▸ Selection
# X-Trail Filter Kit-Air Query. Engine or Cabin?



## Enufsaid (Aug 21, 2006)

The invoice for the 'M2' service on my UK '06 Columbia 2.2dCi lists (amongst other things) Filter Kit-Air NB727A79925 but it does not say whether it is the cabin air (pollen) filter or the engine air intake filter. I always like to check that items I have paid for have actually been changed and a quick look at the engine air intake filter shows it to be definitely not new. Before I go and make an a*se of myself at the dealer, can someone confirm what Filter Kit-Air NB727A79925 actually is?


----------



## aussietrail (Sep 24, 2004)

cabin pollen filter.


----------



## Enufsaid (Aug 21, 2006)

Thanks  Now all I need to do is find out where it goes and how to check if it is actually a new one. Memo to self: buy a Haynes manual.


----------



## aussietrail (Sep 24, 2004)

Check the DIY Guides section of the Australian X-Trail Forum regarding the Microfilter and you will know where it is located and how to get to it.


----------



## Enufsaid (Aug 21, 2006)

That is a great site you guys have set-up  Certainly has comprehensive info on the pollen filter. I'll be browsing the rest of the site as/when time permits. Thanks again.


----------

▸ Record excerpts
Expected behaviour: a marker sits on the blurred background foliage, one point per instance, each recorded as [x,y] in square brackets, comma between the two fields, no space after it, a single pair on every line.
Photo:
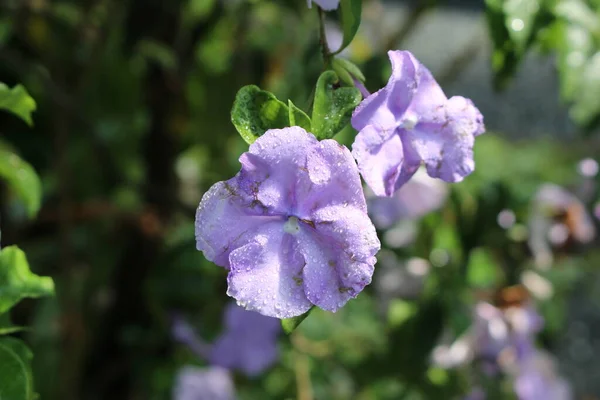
[133,124]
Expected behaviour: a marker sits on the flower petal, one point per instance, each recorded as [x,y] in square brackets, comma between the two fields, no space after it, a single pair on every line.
[340,256]
[447,148]
[384,108]
[334,180]
[266,274]
[380,159]
[224,218]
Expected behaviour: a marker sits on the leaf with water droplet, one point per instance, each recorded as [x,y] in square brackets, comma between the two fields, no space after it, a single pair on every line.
[17,281]
[290,324]
[17,101]
[299,117]
[16,381]
[255,111]
[21,178]
[333,106]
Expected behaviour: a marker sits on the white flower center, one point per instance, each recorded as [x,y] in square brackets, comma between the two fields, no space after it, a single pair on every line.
[409,122]
[291,226]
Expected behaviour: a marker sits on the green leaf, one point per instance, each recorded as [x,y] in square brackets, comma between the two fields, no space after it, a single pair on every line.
[483,270]
[350,13]
[333,106]
[22,179]
[341,72]
[520,20]
[16,381]
[17,101]
[6,325]
[255,111]
[298,117]
[17,281]
[586,109]
[290,324]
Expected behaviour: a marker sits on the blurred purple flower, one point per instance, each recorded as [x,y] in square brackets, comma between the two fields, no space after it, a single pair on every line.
[327,5]
[502,336]
[291,227]
[193,383]
[409,122]
[249,342]
[537,379]
[557,217]
[420,196]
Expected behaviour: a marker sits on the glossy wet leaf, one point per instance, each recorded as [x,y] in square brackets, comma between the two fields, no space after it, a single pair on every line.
[6,325]
[255,111]
[298,117]
[17,281]
[17,101]
[16,381]
[22,179]
[290,324]
[333,106]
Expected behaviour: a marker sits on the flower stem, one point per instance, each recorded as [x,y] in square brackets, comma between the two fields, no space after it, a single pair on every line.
[323,39]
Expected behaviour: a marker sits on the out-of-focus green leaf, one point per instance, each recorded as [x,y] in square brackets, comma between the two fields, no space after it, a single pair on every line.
[22,179]
[6,325]
[17,101]
[17,281]
[586,108]
[157,52]
[577,12]
[482,270]
[255,111]
[333,106]
[520,20]
[298,117]
[290,324]
[16,381]
[350,13]
[350,67]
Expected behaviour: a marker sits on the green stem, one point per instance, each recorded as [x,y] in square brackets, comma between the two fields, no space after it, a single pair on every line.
[327,56]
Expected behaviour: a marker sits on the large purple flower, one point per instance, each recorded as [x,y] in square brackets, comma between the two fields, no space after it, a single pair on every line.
[291,227]
[249,342]
[409,122]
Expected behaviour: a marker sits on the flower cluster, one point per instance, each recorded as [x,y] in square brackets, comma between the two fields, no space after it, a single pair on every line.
[292,228]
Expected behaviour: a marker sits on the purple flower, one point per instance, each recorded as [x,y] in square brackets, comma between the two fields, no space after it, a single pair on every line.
[249,342]
[409,122]
[416,199]
[327,5]
[537,379]
[291,227]
[193,383]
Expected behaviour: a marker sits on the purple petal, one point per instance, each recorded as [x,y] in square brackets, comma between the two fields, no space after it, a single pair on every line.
[249,342]
[447,148]
[420,196]
[340,254]
[266,274]
[224,220]
[380,159]
[431,129]
[334,180]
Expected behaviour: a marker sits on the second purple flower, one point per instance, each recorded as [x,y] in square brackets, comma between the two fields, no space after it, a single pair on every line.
[409,122]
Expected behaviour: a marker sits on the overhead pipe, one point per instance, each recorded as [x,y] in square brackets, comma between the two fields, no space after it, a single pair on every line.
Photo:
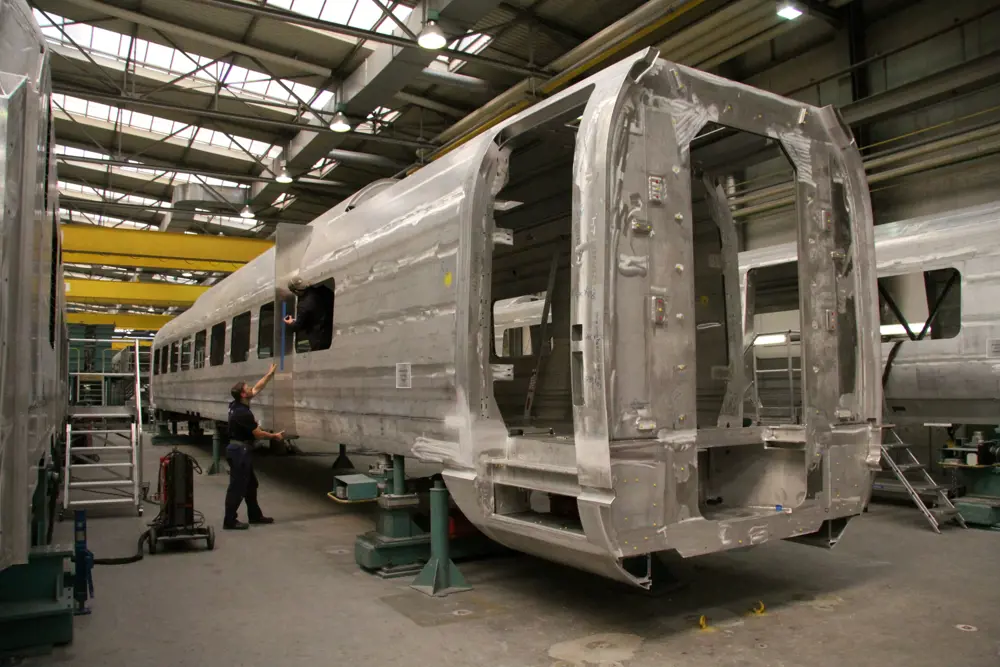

▸ What to produce
In the X-Trail filter thread, what does the reply identify Filter Kit-Air NB727A79925 as? The lines play no part in what comes next.

▸ Output of the exercise
The cabin pollen filter.